Task prompt:
Copy each of the following rows word for word, leaving out the pictures.

Data in this exercise:
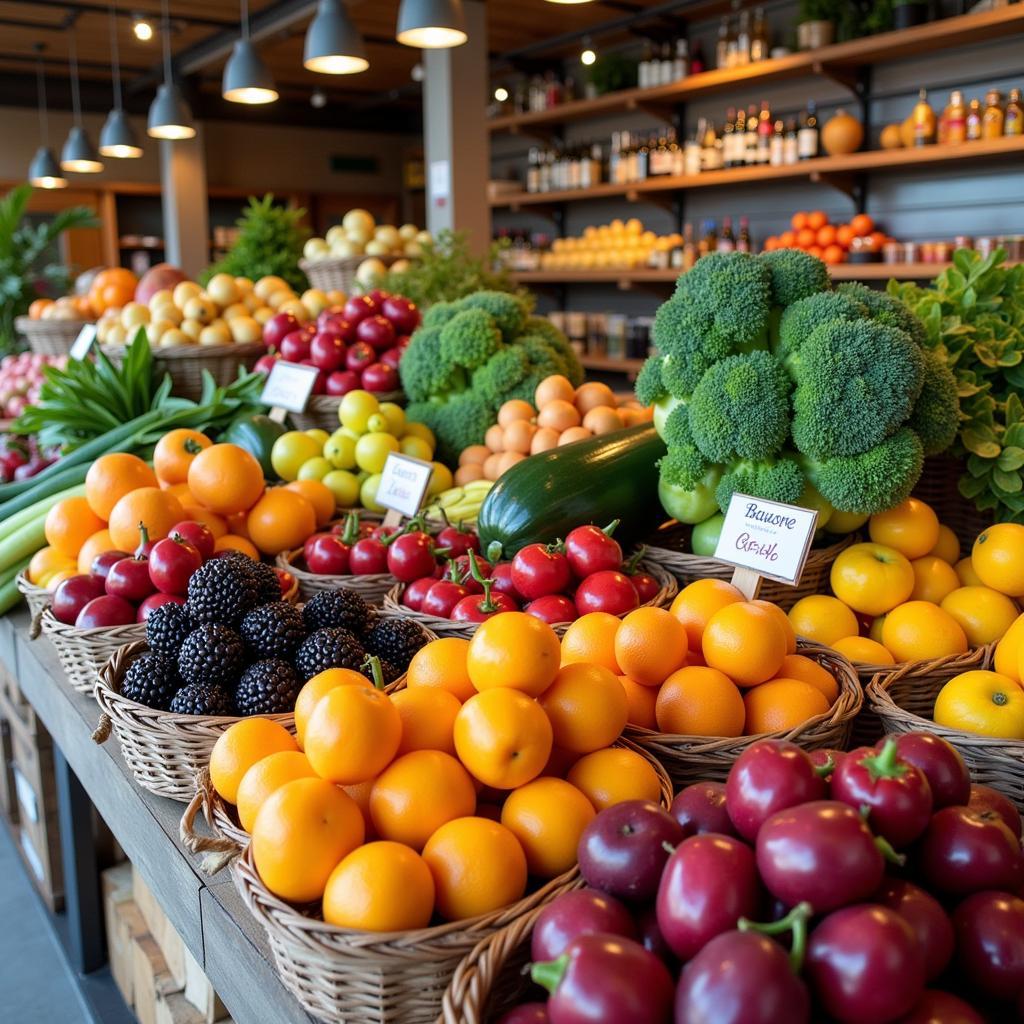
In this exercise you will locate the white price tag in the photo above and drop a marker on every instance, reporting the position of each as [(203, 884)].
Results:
[(289, 386), (767, 538)]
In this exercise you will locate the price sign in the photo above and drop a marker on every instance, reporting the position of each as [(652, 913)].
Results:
[(765, 540)]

Full response:
In this exercise you will locate the white price tag in the photo above and drop a marker on every instance, reporting the position of each as [(203, 884)].
Results:
[(289, 386), (767, 538)]
In this exercise you will locate the price sign in the photo above and drop a marker on every instance, reporting the position of each as [(652, 913)].
Results:
[(765, 540)]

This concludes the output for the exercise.